Using the records below, give the number of lines where the string "shirt" shows up. Add nothing to it.
Start of Data extracts
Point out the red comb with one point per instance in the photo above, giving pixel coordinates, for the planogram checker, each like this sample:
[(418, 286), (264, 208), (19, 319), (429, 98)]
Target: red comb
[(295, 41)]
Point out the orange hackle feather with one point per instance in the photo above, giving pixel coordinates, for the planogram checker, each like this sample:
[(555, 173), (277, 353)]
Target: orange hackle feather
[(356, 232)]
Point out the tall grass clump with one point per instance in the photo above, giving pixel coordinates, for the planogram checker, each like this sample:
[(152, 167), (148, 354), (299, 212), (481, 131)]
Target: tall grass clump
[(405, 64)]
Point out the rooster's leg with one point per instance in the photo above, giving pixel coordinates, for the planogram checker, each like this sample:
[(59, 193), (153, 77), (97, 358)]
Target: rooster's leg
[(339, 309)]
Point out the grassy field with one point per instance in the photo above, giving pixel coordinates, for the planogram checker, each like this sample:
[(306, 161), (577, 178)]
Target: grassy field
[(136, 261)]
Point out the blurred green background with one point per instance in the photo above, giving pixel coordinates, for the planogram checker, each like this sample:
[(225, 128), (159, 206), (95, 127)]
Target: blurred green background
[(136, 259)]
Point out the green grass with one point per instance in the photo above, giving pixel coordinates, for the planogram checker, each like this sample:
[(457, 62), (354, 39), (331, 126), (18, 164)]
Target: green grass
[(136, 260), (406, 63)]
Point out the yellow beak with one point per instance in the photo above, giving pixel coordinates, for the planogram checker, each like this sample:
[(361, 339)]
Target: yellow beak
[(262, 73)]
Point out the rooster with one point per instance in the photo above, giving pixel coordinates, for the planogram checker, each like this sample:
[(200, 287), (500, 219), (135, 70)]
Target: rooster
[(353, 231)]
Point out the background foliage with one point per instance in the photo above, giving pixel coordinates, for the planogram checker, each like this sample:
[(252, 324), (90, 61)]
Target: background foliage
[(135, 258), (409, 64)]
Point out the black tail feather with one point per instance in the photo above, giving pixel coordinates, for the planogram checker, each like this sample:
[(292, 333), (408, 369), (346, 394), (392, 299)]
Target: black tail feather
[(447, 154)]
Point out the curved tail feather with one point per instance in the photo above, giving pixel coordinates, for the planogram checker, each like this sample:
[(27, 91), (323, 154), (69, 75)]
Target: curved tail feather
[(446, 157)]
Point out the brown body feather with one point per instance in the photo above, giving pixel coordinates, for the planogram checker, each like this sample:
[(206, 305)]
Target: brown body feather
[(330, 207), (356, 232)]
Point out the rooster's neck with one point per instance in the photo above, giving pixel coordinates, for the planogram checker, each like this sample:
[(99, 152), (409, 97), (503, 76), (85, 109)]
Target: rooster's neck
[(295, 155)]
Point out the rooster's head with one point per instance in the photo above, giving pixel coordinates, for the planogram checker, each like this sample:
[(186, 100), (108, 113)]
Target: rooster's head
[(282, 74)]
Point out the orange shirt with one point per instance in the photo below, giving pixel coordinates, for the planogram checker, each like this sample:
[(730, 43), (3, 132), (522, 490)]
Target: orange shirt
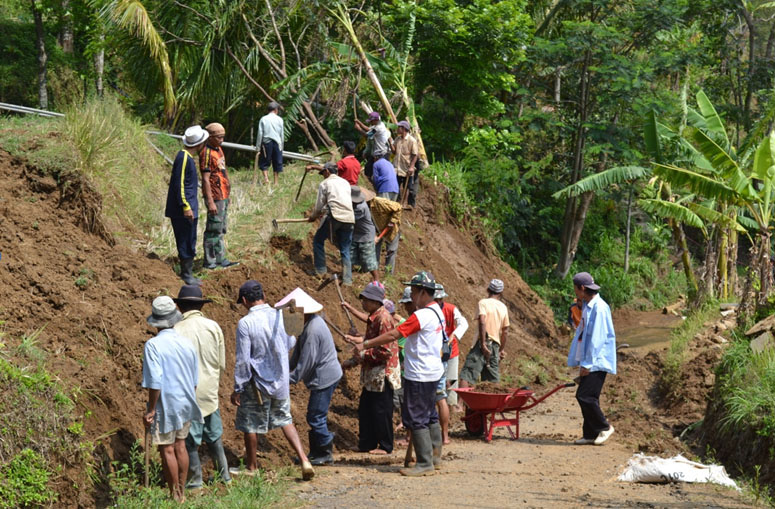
End of Data extracts
* _Exercise answer_
2